[Raw records]
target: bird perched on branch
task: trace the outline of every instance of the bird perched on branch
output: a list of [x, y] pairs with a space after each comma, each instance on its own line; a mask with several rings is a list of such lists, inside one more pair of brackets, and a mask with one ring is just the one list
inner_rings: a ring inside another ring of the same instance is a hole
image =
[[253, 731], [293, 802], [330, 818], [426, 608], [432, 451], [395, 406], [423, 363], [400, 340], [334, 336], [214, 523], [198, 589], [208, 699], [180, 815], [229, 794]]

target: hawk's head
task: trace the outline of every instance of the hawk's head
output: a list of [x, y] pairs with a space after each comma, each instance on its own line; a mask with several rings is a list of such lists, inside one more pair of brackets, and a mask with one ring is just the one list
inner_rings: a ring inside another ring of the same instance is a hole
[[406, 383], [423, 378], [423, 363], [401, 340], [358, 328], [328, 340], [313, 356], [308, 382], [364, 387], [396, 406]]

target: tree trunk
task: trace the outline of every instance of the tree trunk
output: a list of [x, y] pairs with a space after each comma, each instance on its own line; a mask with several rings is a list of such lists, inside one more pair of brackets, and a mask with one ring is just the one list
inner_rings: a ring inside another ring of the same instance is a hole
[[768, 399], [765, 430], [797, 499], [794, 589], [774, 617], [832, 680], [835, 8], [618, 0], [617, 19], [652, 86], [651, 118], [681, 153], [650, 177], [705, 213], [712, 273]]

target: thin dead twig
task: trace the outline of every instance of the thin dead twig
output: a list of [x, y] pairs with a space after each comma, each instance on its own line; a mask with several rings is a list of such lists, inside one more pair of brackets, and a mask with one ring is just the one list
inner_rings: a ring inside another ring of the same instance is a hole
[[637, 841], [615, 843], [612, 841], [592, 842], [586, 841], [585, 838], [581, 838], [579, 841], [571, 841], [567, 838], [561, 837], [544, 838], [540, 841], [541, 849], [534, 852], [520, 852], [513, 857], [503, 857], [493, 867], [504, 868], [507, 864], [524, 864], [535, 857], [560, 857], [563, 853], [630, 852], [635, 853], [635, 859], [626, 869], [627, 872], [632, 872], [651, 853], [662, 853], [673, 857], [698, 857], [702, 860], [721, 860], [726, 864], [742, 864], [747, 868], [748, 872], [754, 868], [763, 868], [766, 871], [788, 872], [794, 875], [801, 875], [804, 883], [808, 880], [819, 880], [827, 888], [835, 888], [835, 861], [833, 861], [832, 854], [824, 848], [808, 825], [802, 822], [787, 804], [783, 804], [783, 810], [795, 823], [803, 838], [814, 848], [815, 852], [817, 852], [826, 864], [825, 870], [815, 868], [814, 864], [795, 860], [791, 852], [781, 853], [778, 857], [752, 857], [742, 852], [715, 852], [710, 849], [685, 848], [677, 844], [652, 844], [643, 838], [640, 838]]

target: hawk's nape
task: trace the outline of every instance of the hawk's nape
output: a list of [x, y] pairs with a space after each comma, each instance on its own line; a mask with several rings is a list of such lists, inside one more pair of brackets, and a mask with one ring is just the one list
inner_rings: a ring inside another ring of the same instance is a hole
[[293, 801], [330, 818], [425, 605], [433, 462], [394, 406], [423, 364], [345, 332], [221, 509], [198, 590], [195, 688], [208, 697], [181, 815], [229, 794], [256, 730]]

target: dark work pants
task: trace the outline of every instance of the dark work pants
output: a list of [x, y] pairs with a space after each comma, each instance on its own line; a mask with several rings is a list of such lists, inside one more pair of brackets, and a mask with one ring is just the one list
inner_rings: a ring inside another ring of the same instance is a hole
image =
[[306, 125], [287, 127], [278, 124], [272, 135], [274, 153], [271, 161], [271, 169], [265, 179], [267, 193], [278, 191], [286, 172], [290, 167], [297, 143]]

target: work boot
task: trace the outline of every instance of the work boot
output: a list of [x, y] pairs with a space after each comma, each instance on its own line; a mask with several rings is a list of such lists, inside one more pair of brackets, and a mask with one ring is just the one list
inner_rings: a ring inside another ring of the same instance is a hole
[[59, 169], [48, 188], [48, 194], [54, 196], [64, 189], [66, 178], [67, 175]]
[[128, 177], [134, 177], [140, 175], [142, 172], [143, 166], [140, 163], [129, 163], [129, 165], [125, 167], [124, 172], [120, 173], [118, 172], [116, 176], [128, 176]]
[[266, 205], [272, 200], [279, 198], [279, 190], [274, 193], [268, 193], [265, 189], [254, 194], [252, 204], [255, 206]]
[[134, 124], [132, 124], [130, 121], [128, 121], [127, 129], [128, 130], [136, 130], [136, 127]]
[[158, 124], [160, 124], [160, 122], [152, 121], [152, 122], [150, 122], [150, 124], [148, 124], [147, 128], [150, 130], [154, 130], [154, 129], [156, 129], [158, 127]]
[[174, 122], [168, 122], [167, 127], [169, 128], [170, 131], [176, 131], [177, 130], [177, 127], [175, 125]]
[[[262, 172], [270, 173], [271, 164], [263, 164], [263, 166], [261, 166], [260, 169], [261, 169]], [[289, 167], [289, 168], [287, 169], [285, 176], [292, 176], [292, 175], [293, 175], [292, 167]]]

» Do this: Rewrite everything from the line containing "target: dark work pants" down to the line containing "167], [297, 143]]", changing "instance" to "occurrence" and leaving the rest untouched.

» In response:
target: dark work pants
task: trace the outline of every occurrence of the dark work pants
output: a list of [x, y] pairs with a space after each comma, each occurrence on its own line; a mask with several rings is a list of such lists, inside one more pair of brackets, and a mask with one ring is just the one list
inner_rings: a ring inside another ring of the same occurrence is a hole
image =
[[306, 125], [287, 127], [278, 124], [272, 135], [274, 153], [271, 161], [271, 169], [265, 179], [267, 193], [278, 191], [286, 172], [290, 167], [297, 143]]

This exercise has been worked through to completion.